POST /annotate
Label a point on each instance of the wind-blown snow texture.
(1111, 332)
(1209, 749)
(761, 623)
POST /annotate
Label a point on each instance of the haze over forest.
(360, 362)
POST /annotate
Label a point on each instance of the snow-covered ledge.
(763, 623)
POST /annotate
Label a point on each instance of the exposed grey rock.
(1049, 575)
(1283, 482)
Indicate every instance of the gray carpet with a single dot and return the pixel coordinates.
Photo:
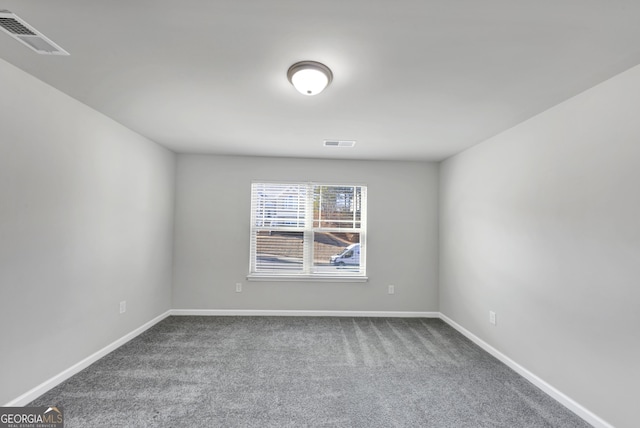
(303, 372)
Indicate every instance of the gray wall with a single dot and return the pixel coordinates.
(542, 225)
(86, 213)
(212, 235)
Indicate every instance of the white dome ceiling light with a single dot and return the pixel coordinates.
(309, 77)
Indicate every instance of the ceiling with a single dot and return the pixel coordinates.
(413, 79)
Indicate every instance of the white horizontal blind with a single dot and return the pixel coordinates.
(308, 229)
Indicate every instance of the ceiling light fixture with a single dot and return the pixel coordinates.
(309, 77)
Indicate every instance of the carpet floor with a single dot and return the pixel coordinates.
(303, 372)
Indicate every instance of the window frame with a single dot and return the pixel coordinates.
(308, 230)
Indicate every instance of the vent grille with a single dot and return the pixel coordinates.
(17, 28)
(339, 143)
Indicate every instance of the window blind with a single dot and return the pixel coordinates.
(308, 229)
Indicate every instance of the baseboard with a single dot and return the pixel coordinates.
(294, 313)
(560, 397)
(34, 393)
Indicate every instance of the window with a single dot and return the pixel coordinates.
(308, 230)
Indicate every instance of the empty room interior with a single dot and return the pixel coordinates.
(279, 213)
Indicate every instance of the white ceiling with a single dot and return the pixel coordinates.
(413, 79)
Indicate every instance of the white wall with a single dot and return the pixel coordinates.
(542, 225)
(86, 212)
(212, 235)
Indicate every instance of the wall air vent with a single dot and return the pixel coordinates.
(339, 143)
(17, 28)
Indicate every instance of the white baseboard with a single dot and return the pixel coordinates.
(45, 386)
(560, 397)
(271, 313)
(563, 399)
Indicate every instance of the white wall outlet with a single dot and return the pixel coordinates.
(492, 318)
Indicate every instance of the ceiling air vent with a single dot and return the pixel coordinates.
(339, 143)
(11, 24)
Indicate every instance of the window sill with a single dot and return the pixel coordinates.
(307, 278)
== == ==
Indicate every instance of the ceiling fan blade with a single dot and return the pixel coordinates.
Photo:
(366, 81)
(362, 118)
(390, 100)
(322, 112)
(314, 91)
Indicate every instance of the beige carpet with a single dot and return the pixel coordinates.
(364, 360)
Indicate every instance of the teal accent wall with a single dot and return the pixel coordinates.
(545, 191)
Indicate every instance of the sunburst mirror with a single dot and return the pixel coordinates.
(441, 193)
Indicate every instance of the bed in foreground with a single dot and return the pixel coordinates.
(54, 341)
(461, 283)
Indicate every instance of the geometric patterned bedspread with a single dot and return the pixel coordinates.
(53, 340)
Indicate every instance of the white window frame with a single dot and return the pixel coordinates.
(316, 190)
== == ==
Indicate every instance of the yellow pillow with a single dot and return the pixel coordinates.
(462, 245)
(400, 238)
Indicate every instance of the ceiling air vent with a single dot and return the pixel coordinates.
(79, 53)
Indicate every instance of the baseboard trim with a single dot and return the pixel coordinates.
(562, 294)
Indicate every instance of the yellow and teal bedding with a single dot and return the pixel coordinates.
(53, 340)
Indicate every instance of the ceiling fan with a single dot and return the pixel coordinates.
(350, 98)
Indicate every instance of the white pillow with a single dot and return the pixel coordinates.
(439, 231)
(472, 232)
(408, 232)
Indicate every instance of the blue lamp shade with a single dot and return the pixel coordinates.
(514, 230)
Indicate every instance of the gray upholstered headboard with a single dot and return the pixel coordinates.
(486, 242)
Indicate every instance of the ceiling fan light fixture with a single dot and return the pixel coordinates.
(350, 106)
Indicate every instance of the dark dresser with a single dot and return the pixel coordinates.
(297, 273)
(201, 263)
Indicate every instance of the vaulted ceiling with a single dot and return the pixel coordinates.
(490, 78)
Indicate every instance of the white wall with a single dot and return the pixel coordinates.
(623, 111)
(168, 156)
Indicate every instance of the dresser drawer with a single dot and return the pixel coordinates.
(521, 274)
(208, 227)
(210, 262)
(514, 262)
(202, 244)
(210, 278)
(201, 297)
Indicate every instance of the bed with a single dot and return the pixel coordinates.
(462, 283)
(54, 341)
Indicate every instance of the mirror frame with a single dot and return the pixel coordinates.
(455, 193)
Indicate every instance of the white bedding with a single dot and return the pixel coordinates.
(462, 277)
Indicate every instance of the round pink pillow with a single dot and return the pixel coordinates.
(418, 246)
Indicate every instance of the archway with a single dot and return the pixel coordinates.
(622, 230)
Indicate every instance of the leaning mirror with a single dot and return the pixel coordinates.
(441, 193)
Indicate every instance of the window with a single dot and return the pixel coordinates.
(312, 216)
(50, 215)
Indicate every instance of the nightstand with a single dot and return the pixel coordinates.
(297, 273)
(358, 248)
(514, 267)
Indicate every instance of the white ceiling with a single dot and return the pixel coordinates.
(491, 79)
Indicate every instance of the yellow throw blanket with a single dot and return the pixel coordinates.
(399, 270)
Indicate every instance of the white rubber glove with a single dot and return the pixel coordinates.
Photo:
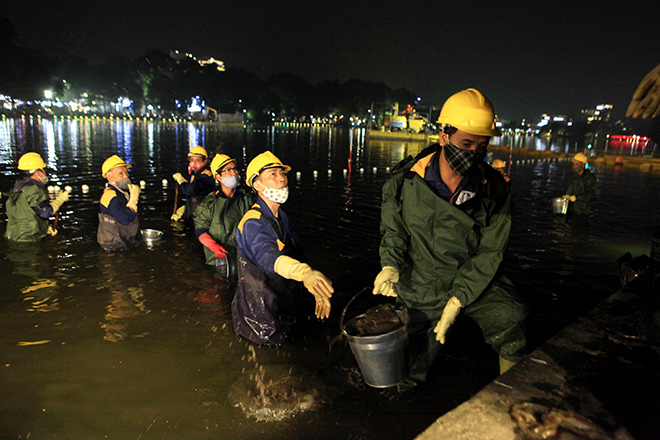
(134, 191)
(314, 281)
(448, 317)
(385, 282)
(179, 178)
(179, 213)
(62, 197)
== == ==
■ Exercise task ■
Copy each line from the rows above that contains the word "yellow".

■ Response to this exercise ■
Indicate every instance of the yellow pillow with a single dot and return the pixel coordinates.
Indicate every instance of the yellow and teal bedding with a single dot and return the pixel coordinates.
Indicate every instance of the yellow throw blanket with a single dot and return the pixel coordinates.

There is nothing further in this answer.